Directions: Output the following items word for word, with no changes.

[Coordinate annotation entries]
--*--
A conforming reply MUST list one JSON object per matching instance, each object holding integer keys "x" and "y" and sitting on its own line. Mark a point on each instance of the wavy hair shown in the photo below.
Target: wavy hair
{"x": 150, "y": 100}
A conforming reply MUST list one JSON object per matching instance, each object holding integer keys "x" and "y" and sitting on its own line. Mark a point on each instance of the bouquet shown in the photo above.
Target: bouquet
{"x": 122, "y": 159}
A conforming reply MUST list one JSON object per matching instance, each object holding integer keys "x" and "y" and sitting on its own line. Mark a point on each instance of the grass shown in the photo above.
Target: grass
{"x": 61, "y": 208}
--*--
Answer in full:
A conforming reply MUST list one JSON object per matching instance, each object holding integer keys "x" and "y" and sitting on its own line. Mark a point on each instance of the wavy hair shown in the photo below.
Target: wavy hair
{"x": 150, "y": 100}
A conforming reply MUST list one JSON object per matching instance, each object holding integer keys "x" and "y" and sitting on its own line. Mark a point on each instance of the bouquet shown in the photo above.
Target: bouquet
{"x": 122, "y": 159}
A conforming reply MUST list one JSON object per matching instance, each object holding integer keys "x" and "y" and sitting on its own line. Mark a point on each instance of the grass shown in the photo above.
Target: grass
{"x": 61, "y": 208}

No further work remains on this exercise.